> _RECORDED INFORMATION_

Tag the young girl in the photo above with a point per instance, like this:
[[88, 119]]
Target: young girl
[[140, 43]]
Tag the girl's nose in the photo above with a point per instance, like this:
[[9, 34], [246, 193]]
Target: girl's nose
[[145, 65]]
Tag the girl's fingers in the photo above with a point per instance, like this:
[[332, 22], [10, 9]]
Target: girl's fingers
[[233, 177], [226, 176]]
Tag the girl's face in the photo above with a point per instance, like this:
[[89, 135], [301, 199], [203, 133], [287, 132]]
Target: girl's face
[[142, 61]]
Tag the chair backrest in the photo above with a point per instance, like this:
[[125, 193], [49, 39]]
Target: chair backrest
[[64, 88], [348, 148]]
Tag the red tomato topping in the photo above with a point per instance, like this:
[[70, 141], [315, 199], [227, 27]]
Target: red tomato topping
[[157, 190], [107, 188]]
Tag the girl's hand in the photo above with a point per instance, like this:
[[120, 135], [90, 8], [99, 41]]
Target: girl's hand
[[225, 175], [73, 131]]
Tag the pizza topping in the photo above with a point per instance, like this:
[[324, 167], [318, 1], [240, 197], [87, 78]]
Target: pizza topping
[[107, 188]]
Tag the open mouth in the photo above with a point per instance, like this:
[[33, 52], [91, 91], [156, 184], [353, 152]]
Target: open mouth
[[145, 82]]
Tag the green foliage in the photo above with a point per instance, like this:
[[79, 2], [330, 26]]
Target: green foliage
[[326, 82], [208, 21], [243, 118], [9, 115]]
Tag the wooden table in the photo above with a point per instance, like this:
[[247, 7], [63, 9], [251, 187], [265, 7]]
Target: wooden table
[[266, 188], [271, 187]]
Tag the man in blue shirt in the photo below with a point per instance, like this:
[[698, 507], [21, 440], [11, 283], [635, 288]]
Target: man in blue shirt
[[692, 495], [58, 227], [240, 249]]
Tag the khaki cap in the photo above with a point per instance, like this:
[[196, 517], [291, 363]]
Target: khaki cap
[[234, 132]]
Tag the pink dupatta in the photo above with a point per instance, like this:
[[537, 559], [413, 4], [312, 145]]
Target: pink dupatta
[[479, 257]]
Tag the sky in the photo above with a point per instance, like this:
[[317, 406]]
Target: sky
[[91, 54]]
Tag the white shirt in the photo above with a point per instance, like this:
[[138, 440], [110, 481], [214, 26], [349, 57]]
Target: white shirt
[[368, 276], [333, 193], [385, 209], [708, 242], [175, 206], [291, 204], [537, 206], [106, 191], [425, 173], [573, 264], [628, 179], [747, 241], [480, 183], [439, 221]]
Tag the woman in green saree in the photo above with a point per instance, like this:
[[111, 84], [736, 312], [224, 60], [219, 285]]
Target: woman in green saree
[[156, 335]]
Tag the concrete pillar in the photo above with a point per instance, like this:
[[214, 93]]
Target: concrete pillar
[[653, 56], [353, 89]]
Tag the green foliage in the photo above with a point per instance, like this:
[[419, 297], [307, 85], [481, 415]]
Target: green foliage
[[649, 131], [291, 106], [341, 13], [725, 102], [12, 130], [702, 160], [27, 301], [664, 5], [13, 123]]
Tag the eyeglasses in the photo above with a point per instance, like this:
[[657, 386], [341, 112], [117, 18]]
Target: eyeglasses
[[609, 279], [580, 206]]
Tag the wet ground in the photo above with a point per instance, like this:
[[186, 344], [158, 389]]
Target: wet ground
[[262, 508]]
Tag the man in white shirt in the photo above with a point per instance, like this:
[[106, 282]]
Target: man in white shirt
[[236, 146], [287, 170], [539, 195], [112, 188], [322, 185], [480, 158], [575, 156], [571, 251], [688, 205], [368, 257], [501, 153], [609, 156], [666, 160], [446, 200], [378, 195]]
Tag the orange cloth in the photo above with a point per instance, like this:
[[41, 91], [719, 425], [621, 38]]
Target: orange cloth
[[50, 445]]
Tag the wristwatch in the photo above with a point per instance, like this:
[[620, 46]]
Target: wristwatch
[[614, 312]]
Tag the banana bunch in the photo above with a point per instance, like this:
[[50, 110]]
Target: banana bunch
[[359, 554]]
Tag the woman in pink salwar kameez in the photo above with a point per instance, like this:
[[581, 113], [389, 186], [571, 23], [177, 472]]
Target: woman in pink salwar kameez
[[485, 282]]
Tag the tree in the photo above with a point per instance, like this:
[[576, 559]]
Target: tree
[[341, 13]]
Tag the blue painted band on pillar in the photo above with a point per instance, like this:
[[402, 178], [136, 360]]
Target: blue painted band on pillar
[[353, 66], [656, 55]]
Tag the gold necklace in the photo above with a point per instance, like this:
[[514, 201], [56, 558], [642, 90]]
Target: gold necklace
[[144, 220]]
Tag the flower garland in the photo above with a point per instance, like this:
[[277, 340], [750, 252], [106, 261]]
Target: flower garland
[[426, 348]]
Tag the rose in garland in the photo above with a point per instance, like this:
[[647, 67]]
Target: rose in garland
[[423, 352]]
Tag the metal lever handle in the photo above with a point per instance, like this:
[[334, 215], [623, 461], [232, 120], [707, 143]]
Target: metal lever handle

> _WHAT THE TASK REQUIRES_
Reproduce every item above word for word, keeping each line unchanged and in its original order.

> _FINISHED TASK_
Tag the young girl in the photo above with a point per instance, like this:
[[88, 119]]
Target: young girl
[[140, 43]]
Tag the girl's nose in the photo above with a point per instance, like this:
[[9, 34], [246, 193]]
Target: girl's nose
[[145, 65]]
Tag the girl's fingers in the photo above with a point per instance, like this:
[[332, 22], [10, 9]]
Target: girl's fingers
[[233, 177], [226, 176]]
Tag the girl's face in the photo above with a point per instance, like this:
[[89, 135], [301, 199], [203, 133], [287, 132]]
Target: girl's face
[[142, 61]]
Tag the chair backrest in the photo above with a point per instance, like this:
[[125, 193], [49, 39]]
Target: chair backrest
[[64, 88], [348, 148]]
Tag the red tomato topping in the photo above with a point per instance, like this:
[[70, 141], [315, 199], [227, 27]]
Target: red tomato topping
[[157, 190], [107, 188]]
Tag the girl's hand in the photo above with a point per instance, like this:
[[120, 135], [90, 8], [99, 41]]
Target: girl's hand
[[225, 175], [73, 131]]
Tag the pizza topping in the photo above with a point per instance, like this:
[[324, 167], [318, 1], [240, 197], [87, 78]]
Target: pizza topping
[[107, 188]]
Tag the open mouth in the photo above with a point per instance, like this:
[[33, 52], [91, 91], [156, 184], [353, 152]]
Target: open mouth
[[145, 82]]
Tag the green foliage in the photo above with a point per instance, like this:
[[79, 2], [330, 26]]
Target: green foliage
[[326, 82], [208, 21], [243, 118], [9, 115]]
Tag the wooden table in the photo above with a point per instance, like this:
[[247, 7], [63, 9], [251, 187], [265, 7]]
Target: wooden table
[[266, 188], [271, 187]]
Tag the man in blue shirt in the photo below with a point per instance, like this:
[[698, 507], [21, 440], [11, 283], [635, 288]]
Target: man in blue shirt
[[692, 495], [58, 227], [240, 249]]
Tag the khaki cap in the photo above with a point per instance, like this:
[[196, 517], [291, 363]]
Target: khaki cap
[[234, 132]]
Tag the pink dupatta in the photo above with a point per instance, like this:
[[537, 559], [413, 4], [312, 145]]
Target: pink dupatta
[[479, 257]]
Tag the sky in the photo above with a point per instance, like this:
[[317, 406]]
Target: sky
[[91, 54]]
Tag the white shirt in the photo above with a point per instance, like this:
[[138, 440], [110, 481], [214, 26], [349, 57]]
Target: white shirt
[[368, 276], [333, 193], [385, 209], [708, 242], [175, 206], [291, 204], [537, 206], [106, 191], [425, 173], [573, 264], [628, 179], [747, 241], [480, 183], [439, 221]]
Tag the woman in green saree in the photo above with a point per instance, like this:
[[111, 84], [736, 312], [224, 60], [219, 285]]
Target: woman in green saree
[[156, 335]]
Tag the concrete pillar in the photo above with a point per instance, like this:
[[214, 93]]
Target: concrete pillar
[[653, 56], [353, 89]]
Tag the green foliage in the photo above with a point per instance, like this:
[[419, 297], [307, 85], [481, 415]]
Target: green foliage
[[649, 131], [291, 106], [341, 13], [725, 102], [12, 130], [702, 160], [27, 301], [664, 5], [13, 123]]
Tag the eyeglasses in the photo above with a point per instance, like this:
[[657, 386], [341, 112], [117, 18]]
Target: eyeglasses
[[609, 279], [580, 206]]
Tag the wet ground in the photo above with a point per instance, like this:
[[186, 344], [158, 389]]
Target: wet ground
[[262, 508]]
Tag the man in white shirt in the photo above with a point per instance, like this:
[[106, 282]]
Target: man in white shirt
[[236, 146], [287, 170], [539, 195], [112, 188], [322, 185], [480, 158], [575, 156], [571, 251], [688, 205], [368, 257], [501, 153], [609, 156], [666, 160], [446, 200], [378, 195]]
Tag the orange cloth in the photo above with a point per instance, like this:
[[41, 91], [719, 425], [621, 38]]
Target: orange cloth
[[50, 445]]
Tag the wristwatch in the photo above with a point per instance, like this:
[[620, 46]]
Target: wristwatch
[[614, 312]]
Tag the banana bunch in the photo above with a point per instance, like this:
[[50, 110]]
Target: banana bunch
[[359, 554]]
Tag the woman in pink salwar kameez in the photo above with a point per instance, like this:
[[581, 113], [389, 186], [571, 23], [177, 472]]
Target: woman in pink salwar kameez
[[485, 282]]
Tag the tree in the photo above with a point per instance, like this:
[[576, 559]]
Target: tree
[[341, 13]]
Tag the blue painted band on pillar in the photo above with a point per instance, like this:
[[402, 178], [136, 360]]
Target: blue painted band on pillar
[[353, 66], [656, 55]]
Tag the gold necklace in the photo above with a point per instance, like this:
[[514, 201], [56, 558], [642, 90]]
Target: gold necklace
[[144, 220]]
Tag the flower garland in the photo above with a point per instance, like this:
[[277, 340], [750, 252], [106, 261]]
Target: flower garland
[[426, 348]]
Tag the rose in garland in the photo above with a point per instance, like this:
[[647, 67]]
Target: rose in garland
[[423, 352]]
Tag the metal lever handle in the photo above with a point per instance, like this:
[[334, 215], [623, 461], [232, 120], [707, 143]]
Target: metal lever handle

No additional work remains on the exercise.